Stored items from a collection
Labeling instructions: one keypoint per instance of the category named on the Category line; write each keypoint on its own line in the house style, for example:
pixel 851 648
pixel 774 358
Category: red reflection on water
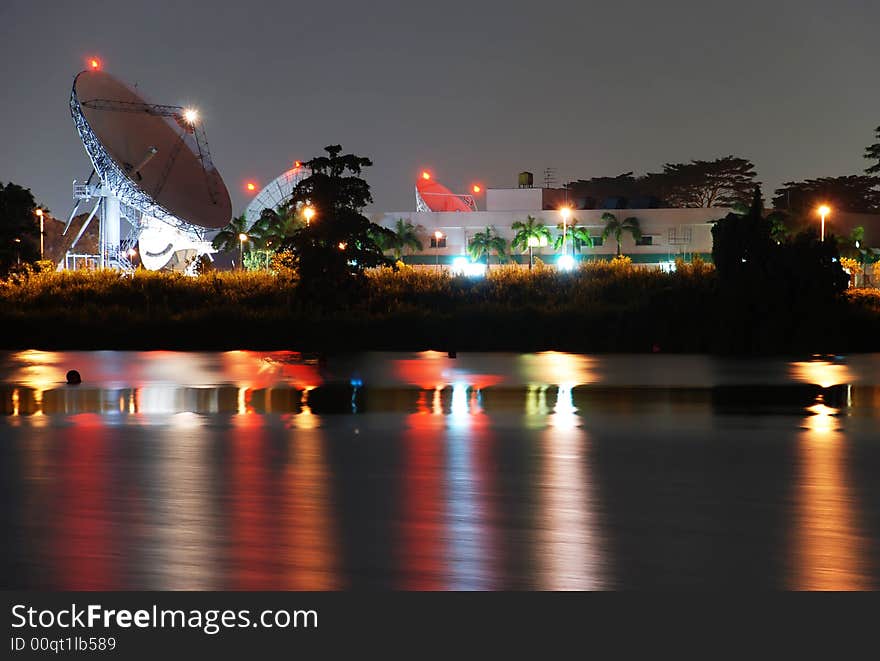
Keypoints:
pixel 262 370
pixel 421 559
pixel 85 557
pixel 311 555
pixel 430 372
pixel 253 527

...

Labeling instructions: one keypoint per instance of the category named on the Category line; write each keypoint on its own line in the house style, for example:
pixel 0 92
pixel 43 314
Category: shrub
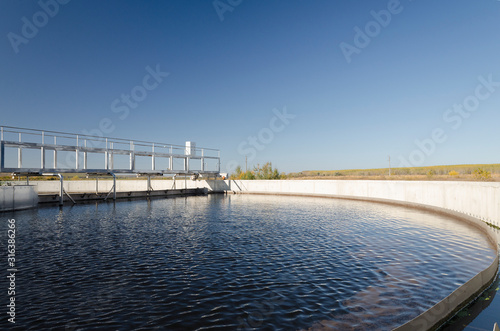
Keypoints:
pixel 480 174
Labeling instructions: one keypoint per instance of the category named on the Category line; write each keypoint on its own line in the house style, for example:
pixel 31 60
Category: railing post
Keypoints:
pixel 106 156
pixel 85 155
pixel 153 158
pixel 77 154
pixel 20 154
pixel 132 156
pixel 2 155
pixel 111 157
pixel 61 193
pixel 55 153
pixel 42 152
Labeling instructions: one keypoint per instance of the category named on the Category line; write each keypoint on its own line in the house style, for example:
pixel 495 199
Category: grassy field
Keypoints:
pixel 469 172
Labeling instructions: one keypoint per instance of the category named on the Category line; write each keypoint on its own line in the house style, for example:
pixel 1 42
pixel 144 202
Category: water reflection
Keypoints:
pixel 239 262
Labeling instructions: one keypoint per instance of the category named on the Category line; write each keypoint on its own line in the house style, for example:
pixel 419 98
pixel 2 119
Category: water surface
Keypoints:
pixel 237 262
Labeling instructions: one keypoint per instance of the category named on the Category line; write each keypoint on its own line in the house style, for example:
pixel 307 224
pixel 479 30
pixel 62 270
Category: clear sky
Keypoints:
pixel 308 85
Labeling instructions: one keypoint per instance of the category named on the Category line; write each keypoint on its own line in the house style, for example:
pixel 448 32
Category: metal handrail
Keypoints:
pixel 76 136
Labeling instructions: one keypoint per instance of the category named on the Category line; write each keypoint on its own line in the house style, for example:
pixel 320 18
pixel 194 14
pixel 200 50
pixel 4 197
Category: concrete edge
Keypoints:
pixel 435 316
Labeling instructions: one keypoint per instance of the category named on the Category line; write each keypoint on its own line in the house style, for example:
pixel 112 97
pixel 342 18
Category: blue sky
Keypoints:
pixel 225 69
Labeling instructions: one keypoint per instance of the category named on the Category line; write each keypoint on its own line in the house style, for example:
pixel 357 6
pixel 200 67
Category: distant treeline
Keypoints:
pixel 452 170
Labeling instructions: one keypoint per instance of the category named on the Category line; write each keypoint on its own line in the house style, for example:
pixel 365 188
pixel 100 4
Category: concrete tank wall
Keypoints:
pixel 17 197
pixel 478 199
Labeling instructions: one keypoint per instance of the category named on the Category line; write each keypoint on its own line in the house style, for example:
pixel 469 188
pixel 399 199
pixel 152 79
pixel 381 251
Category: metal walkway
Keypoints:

==

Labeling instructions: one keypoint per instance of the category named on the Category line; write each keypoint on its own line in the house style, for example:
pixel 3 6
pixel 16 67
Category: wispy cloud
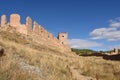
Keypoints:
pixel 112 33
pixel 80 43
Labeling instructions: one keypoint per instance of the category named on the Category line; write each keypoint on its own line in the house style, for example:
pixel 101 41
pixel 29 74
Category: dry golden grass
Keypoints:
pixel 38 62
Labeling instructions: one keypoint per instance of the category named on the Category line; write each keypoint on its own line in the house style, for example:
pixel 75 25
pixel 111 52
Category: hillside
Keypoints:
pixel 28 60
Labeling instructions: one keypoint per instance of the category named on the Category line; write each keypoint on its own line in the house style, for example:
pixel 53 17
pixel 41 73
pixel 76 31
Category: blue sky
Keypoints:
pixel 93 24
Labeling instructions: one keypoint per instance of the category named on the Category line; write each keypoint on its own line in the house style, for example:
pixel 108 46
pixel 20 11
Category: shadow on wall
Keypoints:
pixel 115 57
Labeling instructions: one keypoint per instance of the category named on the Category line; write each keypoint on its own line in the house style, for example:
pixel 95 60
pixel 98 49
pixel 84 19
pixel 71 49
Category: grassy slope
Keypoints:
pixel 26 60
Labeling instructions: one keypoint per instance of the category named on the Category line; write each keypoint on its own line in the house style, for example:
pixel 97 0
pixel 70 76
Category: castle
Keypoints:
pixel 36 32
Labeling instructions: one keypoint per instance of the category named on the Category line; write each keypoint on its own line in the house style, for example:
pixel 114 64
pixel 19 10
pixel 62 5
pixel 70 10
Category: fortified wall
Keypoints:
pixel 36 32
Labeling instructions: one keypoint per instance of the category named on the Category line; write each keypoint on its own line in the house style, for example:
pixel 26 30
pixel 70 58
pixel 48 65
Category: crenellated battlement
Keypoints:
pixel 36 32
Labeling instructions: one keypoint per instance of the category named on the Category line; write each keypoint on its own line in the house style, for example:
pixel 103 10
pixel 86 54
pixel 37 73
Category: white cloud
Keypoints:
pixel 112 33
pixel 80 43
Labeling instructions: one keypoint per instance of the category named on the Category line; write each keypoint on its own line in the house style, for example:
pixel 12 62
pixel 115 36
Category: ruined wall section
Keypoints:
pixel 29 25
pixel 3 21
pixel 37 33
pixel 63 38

What to produce:
List the lines of the entries that include "grassy".

Exercise solution:
Category: grassy field
Category: grassy slope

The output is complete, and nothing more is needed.